### [Dataset records]

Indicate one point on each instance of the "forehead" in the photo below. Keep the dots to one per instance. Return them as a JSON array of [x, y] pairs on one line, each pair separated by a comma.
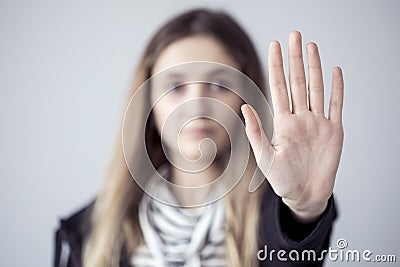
[[194, 48]]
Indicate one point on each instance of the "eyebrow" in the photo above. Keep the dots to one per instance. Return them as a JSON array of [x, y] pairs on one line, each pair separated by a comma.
[[213, 72]]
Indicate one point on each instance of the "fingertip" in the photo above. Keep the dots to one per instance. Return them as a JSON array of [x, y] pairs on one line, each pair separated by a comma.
[[312, 47], [337, 70], [295, 35], [274, 45]]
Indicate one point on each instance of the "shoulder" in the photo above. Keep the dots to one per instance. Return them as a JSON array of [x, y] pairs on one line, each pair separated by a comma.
[[79, 220]]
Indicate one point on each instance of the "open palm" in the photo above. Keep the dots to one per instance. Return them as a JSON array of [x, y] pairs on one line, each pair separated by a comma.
[[306, 146]]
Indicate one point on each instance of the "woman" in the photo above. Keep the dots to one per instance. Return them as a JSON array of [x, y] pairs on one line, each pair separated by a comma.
[[124, 227]]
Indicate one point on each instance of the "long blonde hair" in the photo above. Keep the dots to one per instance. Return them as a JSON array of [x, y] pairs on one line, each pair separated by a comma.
[[115, 224]]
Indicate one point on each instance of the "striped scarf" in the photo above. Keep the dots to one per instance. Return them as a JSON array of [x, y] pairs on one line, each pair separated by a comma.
[[180, 237]]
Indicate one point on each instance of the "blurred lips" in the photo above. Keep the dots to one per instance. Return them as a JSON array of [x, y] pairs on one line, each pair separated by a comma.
[[199, 131]]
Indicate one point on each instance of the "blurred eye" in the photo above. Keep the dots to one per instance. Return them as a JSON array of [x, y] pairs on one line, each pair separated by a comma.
[[219, 86], [175, 87]]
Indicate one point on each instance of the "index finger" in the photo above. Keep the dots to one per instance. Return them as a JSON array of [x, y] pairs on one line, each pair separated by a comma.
[[277, 81]]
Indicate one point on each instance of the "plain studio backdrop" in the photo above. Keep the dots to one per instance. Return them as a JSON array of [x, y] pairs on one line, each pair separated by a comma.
[[66, 68]]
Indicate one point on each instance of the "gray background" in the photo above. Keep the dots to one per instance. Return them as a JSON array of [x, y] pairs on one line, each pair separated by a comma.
[[65, 70]]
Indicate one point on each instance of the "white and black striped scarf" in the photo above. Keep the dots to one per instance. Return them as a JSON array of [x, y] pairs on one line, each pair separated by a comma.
[[180, 237]]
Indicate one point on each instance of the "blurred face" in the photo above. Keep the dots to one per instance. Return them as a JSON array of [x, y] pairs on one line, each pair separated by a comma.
[[187, 114]]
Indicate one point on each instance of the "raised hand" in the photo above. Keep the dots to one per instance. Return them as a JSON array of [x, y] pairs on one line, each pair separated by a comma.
[[306, 146]]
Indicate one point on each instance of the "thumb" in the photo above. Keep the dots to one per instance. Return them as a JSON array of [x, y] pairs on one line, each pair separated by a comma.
[[262, 149], [258, 140]]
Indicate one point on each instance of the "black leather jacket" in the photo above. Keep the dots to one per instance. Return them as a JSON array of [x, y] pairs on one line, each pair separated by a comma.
[[278, 231]]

### [What to do]
The records above should be duplicated exactly, with none of their pictures kept.

### [Task result]
Indicate one point on each instance of the "forehead" in the photo below. Keep the dots to one per instance. Return them as a JSON array of [x, y] pairs on one line, each pair separated by a comma.
[[194, 48]]
Indicate one point on each instance of the "eyebrow" in the photo above. Keep the dots to one per instance. Return them as a JSON array of [x, y] pairs on one line, each pair separated by a comma.
[[213, 72]]
Indicate one point on each instance of the "fingertip" in the photo above. Keep the dots to one per instance. Return them as a JSON array of [x, y] pairs on one line, each pair separated by a comma.
[[312, 47], [337, 70], [295, 35], [274, 45]]
Indicate one point on each instance of the "shoulder" in the photo above. Keep the dots to one per instance. Return them as a JSON array of [x, y] pairs on one line, each pair separated by a comma.
[[79, 220]]
Indicate one point on each instance of the "open palm" in the photo above. Keep the dots to one per instance. Return them as a JSON array of [x, y] pairs on one line, each pair separated by a comma.
[[306, 146]]
Indicate one point on each instance of the "woman" in the photo above. Keep the dots to one per instance. Return them as a JSON array of [x, y] pairs on one line, each pair separated by a comma.
[[124, 227]]
Indicate one point on each instance of the "long blonde hair" in the photo above. Keep the dots to one per instance. Return them as a JSON array of [x, y] pairs on one line, each pair separated by a comma.
[[115, 224]]
Indicate one point on each instance of the "striped scarf" in the photo above. Keep the dots to one per instance. Return them as a JSON array of [x, y] pairs on one line, each pair separated by a comma.
[[180, 237]]
Indicate one point on each instance of the "blurred lips" in the photo above. Keep the dots to one per instance. Return them as a JSON array of [x, y] pairs on one line, each pair separated by a comma.
[[199, 131]]
Indicate one point on each instance of the "blurred eye" in the photo above. Keep the dots to one per instance. Return them as a JSON array of [x, y] pairs on one line, each pair separated by a comma.
[[219, 86], [175, 87]]
Indicate one point on each instance of the "index finger" in the photo above. Keep the dots to one per instance. Return them as a JSON array of [x, y] pairs on one line, each pair separated by a comma.
[[277, 81]]
Indicate one point on each instance of the "plain studio backdrop" in the photo above. Keep the dots to one per instance. Return them as a JSON array of [x, y] pairs on one line, each pair separated by a comma.
[[66, 68]]
Indicate one point on each instance of the "gray background" in the photo above. Keep the dots to one per instance. Return them as a JSON array of [x, y] pairs on one line, each pair separated by a comma.
[[65, 70]]
Indicate one point on each instance of the "white and black striped scarf" in the photo above. Keep the dots to one per instance. Return them as a JSON array of [x, y] pairs on one line, each pair separated by a comma.
[[180, 237]]
Indicate one point on each instance of the "blurred face" in the photo above. Keep the dots to one per instance. Return them as a JSON array of [x, y] pairs on one line, each pair separated by a comma.
[[187, 114]]
Indicate one point on each instance of the "raised hand" in the photo above. Keep the dots to one per instance. Return them as a JSON array of [x, y] pairs on one line, each pair separated by a comma.
[[306, 146]]
Indicate one point on each instance of the "thumb" in the photo above. Keep the dots to one per instance. Return them as a JSON array of [x, y] pairs on one line, each pair separated by a comma.
[[262, 149], [258, 140]]
Indicate one point on each instance of the "black leather jacket" in the photo above. Keep the dots to one per instance. Return them as a JSON array of [x, y] pairs on one line, each pair separated by a comma.
[[278, 231]]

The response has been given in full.